(PROBLEM TO WORK ON): Copy every line of the listing below word for word, leaving out the pictures.

(MATERIAL):
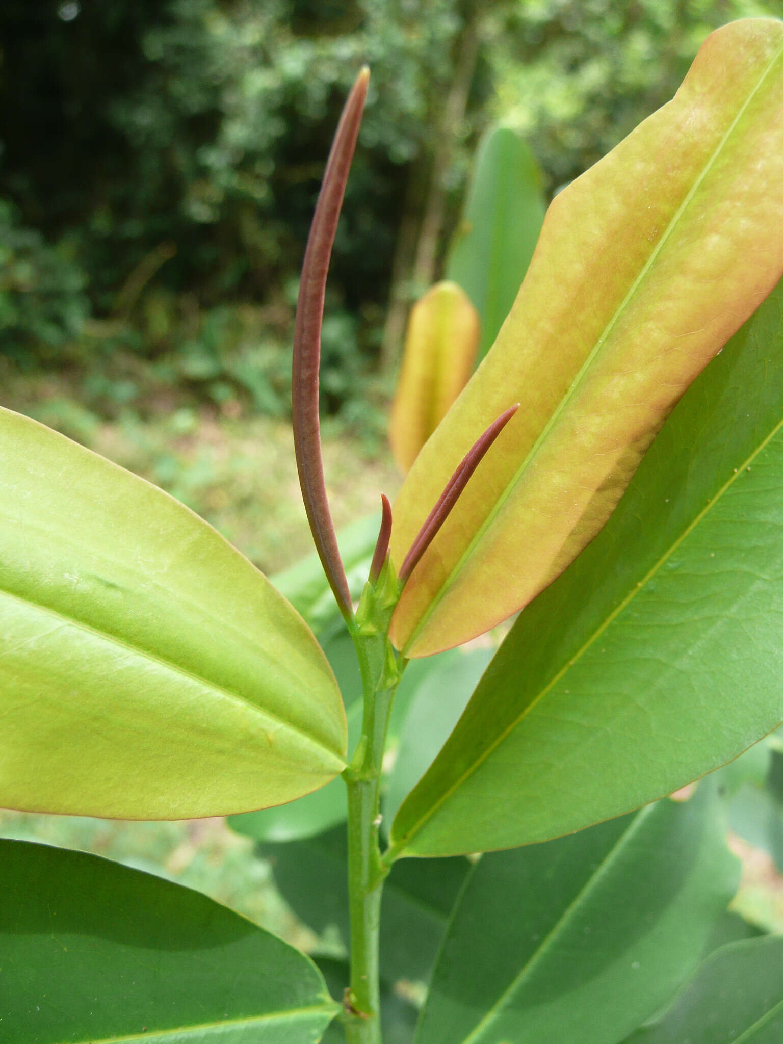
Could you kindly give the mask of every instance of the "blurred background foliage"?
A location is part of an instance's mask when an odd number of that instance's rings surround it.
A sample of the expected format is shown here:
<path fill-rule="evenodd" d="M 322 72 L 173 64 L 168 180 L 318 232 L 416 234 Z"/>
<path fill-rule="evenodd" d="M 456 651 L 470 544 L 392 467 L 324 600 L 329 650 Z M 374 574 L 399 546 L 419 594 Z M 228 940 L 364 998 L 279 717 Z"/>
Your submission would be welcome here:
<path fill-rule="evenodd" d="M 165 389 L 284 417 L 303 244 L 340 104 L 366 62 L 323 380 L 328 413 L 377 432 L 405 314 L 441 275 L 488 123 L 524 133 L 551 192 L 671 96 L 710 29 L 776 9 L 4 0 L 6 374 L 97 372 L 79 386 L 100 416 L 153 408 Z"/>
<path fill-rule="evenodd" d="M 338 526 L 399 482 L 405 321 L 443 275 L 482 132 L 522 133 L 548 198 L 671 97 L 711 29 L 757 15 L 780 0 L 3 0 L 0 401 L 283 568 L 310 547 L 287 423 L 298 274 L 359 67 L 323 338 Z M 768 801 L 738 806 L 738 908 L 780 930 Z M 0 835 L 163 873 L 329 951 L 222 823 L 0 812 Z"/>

(THE ANSWER):
Could you kindly give the mask of every instance of the "blurred background foliage"?
A location is part of an instance's mask when an odd number of that instance's rings surround it.
A sample of the expected format is shown here:
<path fill-rule="evenodd" d="M 322 72 L 173 64 L 168 180 L 318 232 L 416 234 Z"/>
<path fill-rule="evenodd" d="M 456 651 L 470 544 L 392 467 L 324 600 L 329 650 Z M 374 574 L 399 546 L 419 594 Z M 228 940 L 364 998 L 279 717 Z"/>
Your submission would be welcome here:
<path fill-rule="evenodd" d="M 165 389 L 284 417 L 303 244 L 340 104 L 366 62 L 323 380 L 328 413 L 377 432 L 405 314 L 441 275 L 488 123 L 524 133 L 551 192 L 671 96 L 710 29 L 776 9 L 4 0 L 6 374 L 97 372 L 79 386 L 100 416 L 153 408 Z"/>
<path fill-rule="evenodd" d="M 338 526 L 399 482 L 405 321 L 443 275 L 482 132 L 522 133 L 548 198 L 671 97 L 711 29 L 757 15 L 780 0 L 3 0 L 0 401 L 283 568 L 310 547 L 287 423 L 298 274 L 359 67 L 323 338 Z M 768 801 L 738 806 L 738 908 L 780 930 Z M 0 835 L 163 873 L 329 951 L 222 823 L 0 812 Z"/>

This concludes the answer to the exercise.